▶ _Your objective_
Recast the stretch of the records from the line containing "blue locomotive, placing one marker per instance" through the end of the records as a Markdown table with two columns, Number and Line, giving each line its own numbered row and omitting blank lines.

▶ _Records supplied_
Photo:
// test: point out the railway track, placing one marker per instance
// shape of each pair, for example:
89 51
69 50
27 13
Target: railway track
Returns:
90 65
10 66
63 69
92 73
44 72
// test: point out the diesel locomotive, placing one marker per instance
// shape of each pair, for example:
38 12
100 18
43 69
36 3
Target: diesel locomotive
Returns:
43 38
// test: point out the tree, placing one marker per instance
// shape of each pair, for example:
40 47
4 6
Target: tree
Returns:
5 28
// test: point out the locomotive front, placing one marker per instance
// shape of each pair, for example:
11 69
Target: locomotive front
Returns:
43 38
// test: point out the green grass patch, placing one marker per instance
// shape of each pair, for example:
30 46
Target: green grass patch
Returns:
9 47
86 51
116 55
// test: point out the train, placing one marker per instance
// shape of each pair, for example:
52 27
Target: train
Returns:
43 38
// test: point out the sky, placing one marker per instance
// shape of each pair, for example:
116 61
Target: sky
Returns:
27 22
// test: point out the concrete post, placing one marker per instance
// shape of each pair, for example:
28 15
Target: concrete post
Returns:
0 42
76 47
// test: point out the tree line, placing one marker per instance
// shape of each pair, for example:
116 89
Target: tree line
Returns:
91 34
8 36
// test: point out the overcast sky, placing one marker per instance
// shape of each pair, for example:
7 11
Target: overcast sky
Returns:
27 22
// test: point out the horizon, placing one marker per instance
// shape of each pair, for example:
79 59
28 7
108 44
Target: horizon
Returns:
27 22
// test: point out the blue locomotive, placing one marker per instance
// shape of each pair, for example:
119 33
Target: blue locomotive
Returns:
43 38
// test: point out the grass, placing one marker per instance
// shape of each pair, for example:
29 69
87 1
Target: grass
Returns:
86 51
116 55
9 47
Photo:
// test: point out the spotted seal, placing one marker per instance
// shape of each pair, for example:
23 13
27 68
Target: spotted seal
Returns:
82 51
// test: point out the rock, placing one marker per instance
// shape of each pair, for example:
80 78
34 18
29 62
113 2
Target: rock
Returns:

▶ _Solved problem_
| Number | Line |
|---|---|
| 1 | // test: point out the blue locomotive, placing one marker per instance |
| 2 | // shape of each pair, for example: |
| 3 | 119 33 |
| 4 | Target: blue locomotive |
| 5 | Returns: |
| 6 | 43 38 |
| 7 | // test: point out the grass, placing one marker per instance |
| 8 | // shape of each pair, for example: |
| 9 | 29 69 |
| 10 | 87 1 |
| 11 | Target: grass |
| 12 | Returns: |
| 13 | 86 51 |
| 14 | 116 55 |
| 15 | 9 47 |
| 16 | Photo: |
| 17 | // test: point out the spotted seal, placing one marker per instance |
| 18 | // shape of each pair, for example: |
| 19 | 23 13 |
| 20 | 27 68 |
| 21 | Target: spotted seal |
| 22 | Returns: |
| 23 | 82 51 |
| 24 | // test: point out the rock, placing one marker per instance |
| 25 | // shape of each pair, for example: |
| 26 | 80 78 |
| 27 | 34 18 |
| 28 | 29 62 |
| 29 | 113 2 |
| 30 | Target: rock |
| 31 | Returns: |